[Data records]

=-=-=

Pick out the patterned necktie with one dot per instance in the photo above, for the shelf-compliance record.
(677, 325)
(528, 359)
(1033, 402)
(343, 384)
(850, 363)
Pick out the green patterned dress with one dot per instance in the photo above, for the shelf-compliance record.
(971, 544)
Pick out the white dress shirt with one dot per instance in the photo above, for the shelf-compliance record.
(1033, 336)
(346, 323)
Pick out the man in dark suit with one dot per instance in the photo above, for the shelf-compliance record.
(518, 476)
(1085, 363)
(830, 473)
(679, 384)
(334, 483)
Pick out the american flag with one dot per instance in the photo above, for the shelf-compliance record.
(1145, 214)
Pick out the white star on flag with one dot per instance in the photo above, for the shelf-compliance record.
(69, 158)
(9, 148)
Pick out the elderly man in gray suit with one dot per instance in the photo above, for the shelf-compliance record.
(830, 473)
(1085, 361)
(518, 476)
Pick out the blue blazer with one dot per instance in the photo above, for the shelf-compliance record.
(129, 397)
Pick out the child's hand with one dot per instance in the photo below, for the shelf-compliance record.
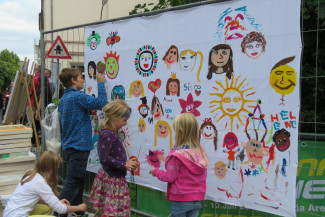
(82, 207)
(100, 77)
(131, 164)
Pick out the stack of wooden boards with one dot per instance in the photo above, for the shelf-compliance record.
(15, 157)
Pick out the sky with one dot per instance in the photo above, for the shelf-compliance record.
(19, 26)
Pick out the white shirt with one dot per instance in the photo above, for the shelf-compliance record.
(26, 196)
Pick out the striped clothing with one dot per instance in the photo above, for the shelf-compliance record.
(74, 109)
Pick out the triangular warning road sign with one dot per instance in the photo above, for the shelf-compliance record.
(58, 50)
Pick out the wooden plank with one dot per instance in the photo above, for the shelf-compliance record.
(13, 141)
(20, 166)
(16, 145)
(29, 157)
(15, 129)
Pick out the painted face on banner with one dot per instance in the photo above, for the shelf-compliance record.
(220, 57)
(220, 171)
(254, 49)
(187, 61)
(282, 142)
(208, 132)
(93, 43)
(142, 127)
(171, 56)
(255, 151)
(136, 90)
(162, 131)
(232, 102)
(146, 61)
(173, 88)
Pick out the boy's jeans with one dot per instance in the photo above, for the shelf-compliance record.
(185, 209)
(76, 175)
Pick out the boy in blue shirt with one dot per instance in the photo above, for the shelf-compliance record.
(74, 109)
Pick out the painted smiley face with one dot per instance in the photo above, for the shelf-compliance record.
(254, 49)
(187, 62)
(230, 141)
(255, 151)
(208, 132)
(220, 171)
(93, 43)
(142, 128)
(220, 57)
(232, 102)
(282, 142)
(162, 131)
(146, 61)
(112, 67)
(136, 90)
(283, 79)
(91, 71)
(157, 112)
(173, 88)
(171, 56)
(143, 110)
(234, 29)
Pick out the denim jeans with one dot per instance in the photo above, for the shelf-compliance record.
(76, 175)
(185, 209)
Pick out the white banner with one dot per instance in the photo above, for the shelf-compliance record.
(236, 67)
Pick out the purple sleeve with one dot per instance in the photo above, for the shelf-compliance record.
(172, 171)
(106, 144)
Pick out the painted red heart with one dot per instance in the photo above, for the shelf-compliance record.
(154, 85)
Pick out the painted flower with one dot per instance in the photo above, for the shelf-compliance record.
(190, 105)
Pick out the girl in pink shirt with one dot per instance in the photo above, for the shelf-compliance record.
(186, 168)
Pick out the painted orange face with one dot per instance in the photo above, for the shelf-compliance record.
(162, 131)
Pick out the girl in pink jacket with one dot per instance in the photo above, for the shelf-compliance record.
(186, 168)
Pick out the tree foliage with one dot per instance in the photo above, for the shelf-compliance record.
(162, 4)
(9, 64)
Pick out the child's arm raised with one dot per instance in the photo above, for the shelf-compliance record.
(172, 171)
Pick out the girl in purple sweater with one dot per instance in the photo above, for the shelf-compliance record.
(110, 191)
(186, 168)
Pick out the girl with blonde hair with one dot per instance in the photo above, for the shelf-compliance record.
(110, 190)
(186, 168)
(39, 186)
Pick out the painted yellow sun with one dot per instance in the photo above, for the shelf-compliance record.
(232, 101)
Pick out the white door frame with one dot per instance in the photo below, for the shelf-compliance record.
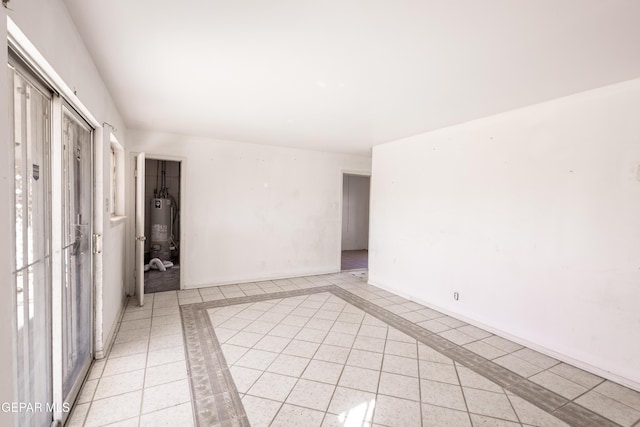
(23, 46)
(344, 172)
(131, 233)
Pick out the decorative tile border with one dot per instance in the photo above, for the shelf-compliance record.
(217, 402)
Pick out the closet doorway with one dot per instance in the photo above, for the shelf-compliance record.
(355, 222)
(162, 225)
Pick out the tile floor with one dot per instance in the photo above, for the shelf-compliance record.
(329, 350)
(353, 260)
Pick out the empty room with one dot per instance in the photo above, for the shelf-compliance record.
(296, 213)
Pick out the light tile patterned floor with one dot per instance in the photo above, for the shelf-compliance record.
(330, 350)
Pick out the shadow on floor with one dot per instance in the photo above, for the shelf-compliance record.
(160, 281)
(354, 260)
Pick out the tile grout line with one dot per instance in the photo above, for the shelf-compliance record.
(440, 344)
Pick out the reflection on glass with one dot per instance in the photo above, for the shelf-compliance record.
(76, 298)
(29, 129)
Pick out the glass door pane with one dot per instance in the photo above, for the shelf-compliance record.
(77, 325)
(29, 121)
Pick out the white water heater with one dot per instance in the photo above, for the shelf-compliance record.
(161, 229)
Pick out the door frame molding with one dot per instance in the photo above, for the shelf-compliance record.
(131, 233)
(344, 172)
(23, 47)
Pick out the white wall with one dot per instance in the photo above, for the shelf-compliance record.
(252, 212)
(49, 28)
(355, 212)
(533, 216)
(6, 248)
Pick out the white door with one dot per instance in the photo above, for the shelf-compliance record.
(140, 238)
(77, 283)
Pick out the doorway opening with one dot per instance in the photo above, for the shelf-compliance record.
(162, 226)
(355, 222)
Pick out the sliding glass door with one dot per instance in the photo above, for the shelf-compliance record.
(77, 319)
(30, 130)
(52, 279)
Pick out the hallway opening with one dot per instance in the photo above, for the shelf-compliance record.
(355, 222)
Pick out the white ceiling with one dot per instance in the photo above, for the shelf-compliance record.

=-=-=

▸ Directive: Return exactly the lines from the one containing "Pick out the reflection" through the last line of the records above, both included, and nothing else.

▸ Correct result:
Pick out the reflection on glass with one dot per instance in the photo above, for the shelf-compliance record.
(76, 298)
(29, 129)
Pick out the glass door pane with one dot per instance in the photo above, for the shelf-compliance record.
(77, 325)
(29, 121)
Pick out the white water heater with one dot per instance in the photo above, for the shelf-compliance record.
(161, 229)
Pick out the door frame molding with one dot per instance in the photo above, for the shelf-compliance record.
(131, 233)
(344, 172)
(23, 47)
Pick out the white wall with one dot per instance in the photo above, for the shelf-compliance record.
(252, 212)
(49, 28)
(355, 212)
(533, 216)
(6, 248)
Pick out the white door with one dot per instance in the photo above, for the shelf-compliance record.
(140, 238)
(77, 283)
Pick out the doorway opening with one dot per instance in the photo above, for the shelf-compliance record.
(162, 226)
(355, 222)
Pick out the sliding glass door with one dot per instance in the photo above, for the shelf-compliance record.
(77, 319)
(30, 130)
(52, 279)
Pick out the hallway opening with one dot per instance in the photo above, for the shelf-compliance record.
(355, 222)
Pick out the white ceiling with one dot per instance in the photo above, for the shelf-compliance record.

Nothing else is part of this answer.